Problem to solve » Starting at the line that contains "Could you please point to the red" and ending after the line that contains "Could you please point to the white", reproduce those records below, keeping the requests unchanged but scaling every point coordinate in the answers by 1.95 and rounding each result to a whole number, with halves rounded up. Give only those lines.

Dataset entries »
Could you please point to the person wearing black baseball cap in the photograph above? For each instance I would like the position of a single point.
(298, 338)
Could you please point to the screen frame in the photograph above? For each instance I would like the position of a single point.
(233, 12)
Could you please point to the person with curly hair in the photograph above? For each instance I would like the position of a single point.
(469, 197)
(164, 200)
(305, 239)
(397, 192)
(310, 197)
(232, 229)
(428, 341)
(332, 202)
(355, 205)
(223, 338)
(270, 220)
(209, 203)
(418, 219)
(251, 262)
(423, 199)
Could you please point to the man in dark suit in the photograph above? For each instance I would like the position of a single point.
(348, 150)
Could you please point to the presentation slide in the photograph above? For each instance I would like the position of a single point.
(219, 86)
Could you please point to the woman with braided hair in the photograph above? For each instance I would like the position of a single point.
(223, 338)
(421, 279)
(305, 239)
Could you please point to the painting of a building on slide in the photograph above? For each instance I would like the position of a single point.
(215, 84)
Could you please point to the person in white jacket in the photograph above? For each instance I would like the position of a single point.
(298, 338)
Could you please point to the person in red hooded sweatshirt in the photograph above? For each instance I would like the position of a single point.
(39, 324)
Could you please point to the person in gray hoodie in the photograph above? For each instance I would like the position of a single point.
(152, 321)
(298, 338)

...

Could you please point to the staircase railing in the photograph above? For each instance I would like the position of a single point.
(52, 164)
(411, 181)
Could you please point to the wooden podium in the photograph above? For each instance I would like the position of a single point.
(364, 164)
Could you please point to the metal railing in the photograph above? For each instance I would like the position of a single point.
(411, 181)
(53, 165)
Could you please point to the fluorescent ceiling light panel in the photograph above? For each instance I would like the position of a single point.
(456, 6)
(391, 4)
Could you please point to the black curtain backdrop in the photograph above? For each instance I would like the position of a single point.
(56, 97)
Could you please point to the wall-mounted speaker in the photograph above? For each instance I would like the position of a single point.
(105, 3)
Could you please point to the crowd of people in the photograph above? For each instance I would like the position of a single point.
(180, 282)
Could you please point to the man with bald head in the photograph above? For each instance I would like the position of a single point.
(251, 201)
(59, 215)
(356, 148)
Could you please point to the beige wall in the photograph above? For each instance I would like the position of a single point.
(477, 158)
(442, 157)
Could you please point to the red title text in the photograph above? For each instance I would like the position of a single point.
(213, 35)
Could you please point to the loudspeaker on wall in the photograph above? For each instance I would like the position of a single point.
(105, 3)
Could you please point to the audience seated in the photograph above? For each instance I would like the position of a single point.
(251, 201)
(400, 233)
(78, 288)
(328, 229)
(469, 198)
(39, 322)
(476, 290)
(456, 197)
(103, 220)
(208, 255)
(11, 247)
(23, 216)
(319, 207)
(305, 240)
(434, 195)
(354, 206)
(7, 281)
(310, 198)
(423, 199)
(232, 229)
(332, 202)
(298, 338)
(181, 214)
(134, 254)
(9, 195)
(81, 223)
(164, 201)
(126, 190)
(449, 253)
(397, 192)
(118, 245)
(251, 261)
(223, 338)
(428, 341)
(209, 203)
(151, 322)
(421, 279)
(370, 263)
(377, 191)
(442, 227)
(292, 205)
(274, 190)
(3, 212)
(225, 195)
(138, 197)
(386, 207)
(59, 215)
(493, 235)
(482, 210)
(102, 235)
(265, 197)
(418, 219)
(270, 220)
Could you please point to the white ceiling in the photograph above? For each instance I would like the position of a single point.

The answer »
Could you please point to the red title text in the photograph above? For each instance I would like the position of a single point.
(415, 68)
Could you please point to the loudspeaker on wall in the photograph above? For each instance I would like the position of a single point.
(205, 6)
Could you please point to the audience seated in the photograph above? For each instance I would like the position of a single point.
(489, 392)
(780, 454)
(152, 562)
(640, 447)
(915, 386)
(76, 628)
(928, 566)
(889, 384)
(201, 429)
(406, 497)
(21, 482)
(45, 421)
(622, 404)
(595, 468)
(846, 380)
(690, 402)
(14, 548)
(605, 386)
(825, 388)
(452, 447)
(647, 394)
(581, 659)
(353, 417)
(261, 495)
(18, 380)
(158, 435)
(320, 392)
(246, 371)
(876, 493)
(774, 374)
(230, 478)
(489, 509)
(435, 659)
(835, 665)
(408, 396)
(294, 628)
(821, 544)
(722, 513)
(735, 372)
(862, 443)
(569, 400)
(534, 371)
(6, 413)
(439, 380)
(269, 384)
(753, 404)
(115, 419)
(961, 458)
(940, 410)
(199, 458)
(517, 384)
(815, 427)
(527, 429)
Could you please point to the white ceiling in the photograph above? For each instance I would like the position of a single point.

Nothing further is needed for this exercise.